**WHAT YOU HAVE TO DO**.
Every line that contains "coordinates" must be located and copied from the data.

**RECORD EXCERPTS**.

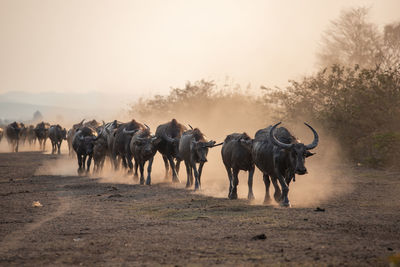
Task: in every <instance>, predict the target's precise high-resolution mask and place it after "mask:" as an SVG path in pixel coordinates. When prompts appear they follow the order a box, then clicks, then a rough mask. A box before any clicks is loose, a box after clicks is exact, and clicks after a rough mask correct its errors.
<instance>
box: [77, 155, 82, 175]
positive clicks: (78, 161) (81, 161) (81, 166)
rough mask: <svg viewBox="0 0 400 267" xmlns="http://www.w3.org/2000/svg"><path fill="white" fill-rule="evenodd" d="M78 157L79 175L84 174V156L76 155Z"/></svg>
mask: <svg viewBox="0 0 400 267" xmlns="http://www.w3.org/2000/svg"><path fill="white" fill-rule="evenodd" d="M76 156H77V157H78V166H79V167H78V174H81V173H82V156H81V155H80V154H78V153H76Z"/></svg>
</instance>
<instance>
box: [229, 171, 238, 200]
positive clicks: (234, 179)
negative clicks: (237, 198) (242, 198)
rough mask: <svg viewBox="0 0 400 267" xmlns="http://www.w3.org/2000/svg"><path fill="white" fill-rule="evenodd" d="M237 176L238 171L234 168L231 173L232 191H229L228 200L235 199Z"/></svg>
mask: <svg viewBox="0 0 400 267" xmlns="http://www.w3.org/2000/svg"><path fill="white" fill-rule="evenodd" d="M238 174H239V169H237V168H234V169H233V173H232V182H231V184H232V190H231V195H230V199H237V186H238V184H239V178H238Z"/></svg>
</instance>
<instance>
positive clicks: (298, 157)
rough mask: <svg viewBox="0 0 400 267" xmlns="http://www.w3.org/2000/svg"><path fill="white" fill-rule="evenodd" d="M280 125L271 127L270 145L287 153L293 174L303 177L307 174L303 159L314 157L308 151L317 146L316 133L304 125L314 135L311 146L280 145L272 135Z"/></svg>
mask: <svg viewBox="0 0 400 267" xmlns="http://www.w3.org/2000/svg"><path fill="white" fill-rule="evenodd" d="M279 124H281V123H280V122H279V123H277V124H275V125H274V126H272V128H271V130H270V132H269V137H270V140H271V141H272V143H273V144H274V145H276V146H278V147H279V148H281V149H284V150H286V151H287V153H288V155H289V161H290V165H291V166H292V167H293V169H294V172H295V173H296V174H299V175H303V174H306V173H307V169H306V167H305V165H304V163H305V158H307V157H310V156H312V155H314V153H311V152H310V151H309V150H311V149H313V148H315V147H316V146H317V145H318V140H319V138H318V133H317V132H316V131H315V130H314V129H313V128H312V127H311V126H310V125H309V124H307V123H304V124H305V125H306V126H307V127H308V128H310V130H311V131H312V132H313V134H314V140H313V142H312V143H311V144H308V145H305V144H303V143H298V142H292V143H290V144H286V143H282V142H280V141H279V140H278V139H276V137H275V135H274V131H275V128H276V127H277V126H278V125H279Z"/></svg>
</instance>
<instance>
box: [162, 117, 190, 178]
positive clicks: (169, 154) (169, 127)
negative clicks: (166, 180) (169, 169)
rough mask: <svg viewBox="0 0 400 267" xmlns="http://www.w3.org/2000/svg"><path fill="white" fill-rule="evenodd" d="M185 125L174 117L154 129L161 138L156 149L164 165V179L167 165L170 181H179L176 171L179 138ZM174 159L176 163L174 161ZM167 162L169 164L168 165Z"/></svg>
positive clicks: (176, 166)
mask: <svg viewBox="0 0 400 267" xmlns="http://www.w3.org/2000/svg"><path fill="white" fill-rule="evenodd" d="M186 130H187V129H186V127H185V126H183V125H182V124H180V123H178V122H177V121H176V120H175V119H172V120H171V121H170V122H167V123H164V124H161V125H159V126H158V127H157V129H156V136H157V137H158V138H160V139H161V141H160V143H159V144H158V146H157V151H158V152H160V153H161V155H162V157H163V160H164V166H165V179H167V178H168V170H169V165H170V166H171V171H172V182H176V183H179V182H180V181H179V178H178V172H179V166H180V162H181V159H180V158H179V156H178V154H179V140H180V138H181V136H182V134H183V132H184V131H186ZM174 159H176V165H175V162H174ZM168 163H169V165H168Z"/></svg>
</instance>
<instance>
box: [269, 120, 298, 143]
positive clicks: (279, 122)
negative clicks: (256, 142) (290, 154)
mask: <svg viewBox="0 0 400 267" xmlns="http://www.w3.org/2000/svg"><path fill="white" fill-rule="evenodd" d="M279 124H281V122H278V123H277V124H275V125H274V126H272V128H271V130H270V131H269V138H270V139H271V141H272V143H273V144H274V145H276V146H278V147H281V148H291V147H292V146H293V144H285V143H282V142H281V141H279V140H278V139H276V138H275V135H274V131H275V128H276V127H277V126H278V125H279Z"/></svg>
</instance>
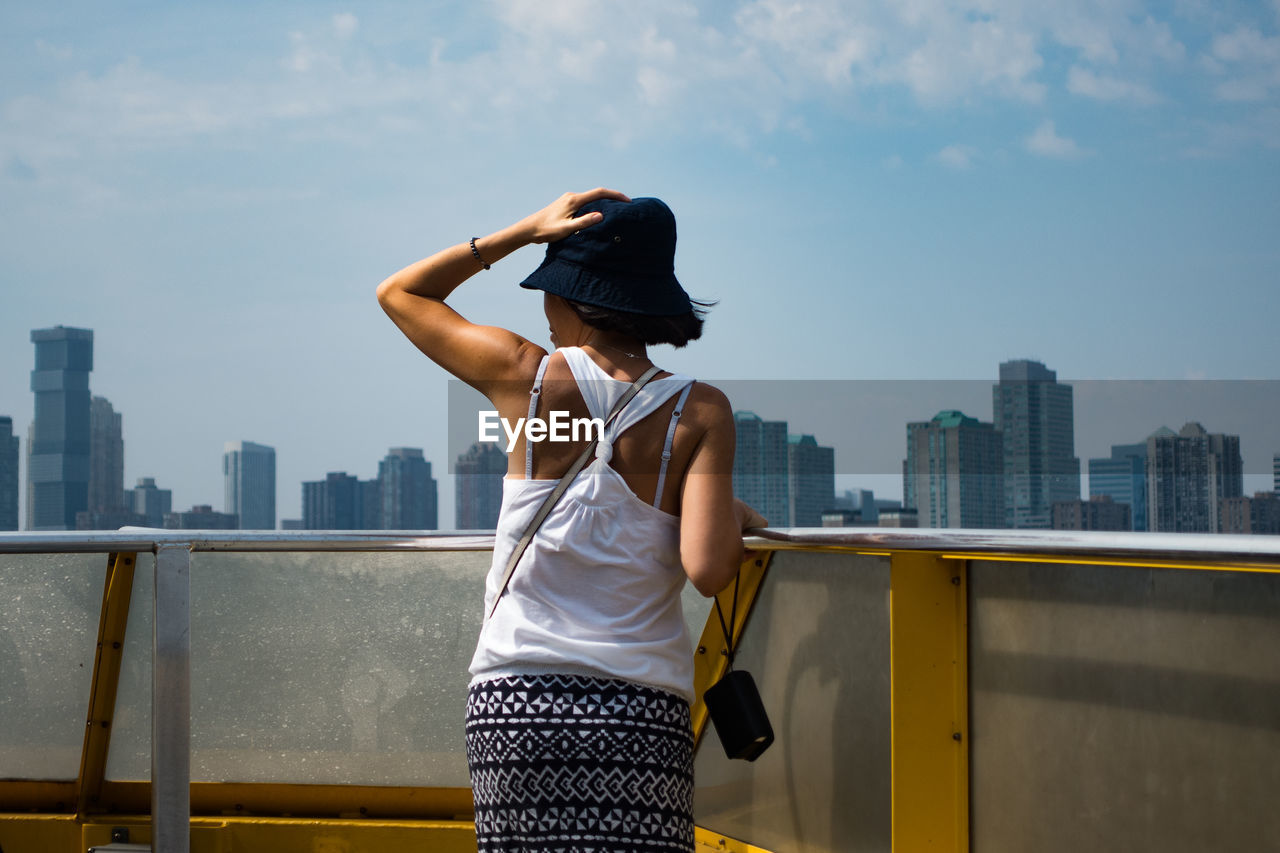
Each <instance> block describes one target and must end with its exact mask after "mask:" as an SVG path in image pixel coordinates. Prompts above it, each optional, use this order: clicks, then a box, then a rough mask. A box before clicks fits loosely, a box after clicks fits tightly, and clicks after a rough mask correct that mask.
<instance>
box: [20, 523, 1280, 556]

**ANSWER SECTION**.
Task: in every <instance>, predict the target's precise high-resolution mask and place it after "mask:" as an SVG path in pixel coordinates. When prompts appear they follow the order a box, then clicks, then a rough mask. A box before any clicks is loose, a box after clicks is exact, and clicks after a rough mask correct its errors.
Each <instance> block describes one target and must end with its exact mask after "mask:" as an SVG path in image pixel coordinates. Prompts above it, each optional, use this order: clicks, then a box, then a rough mask. A box before clicks fits loosely, a box after clicks fits tightly, and clicks after a rough mask correct that mask.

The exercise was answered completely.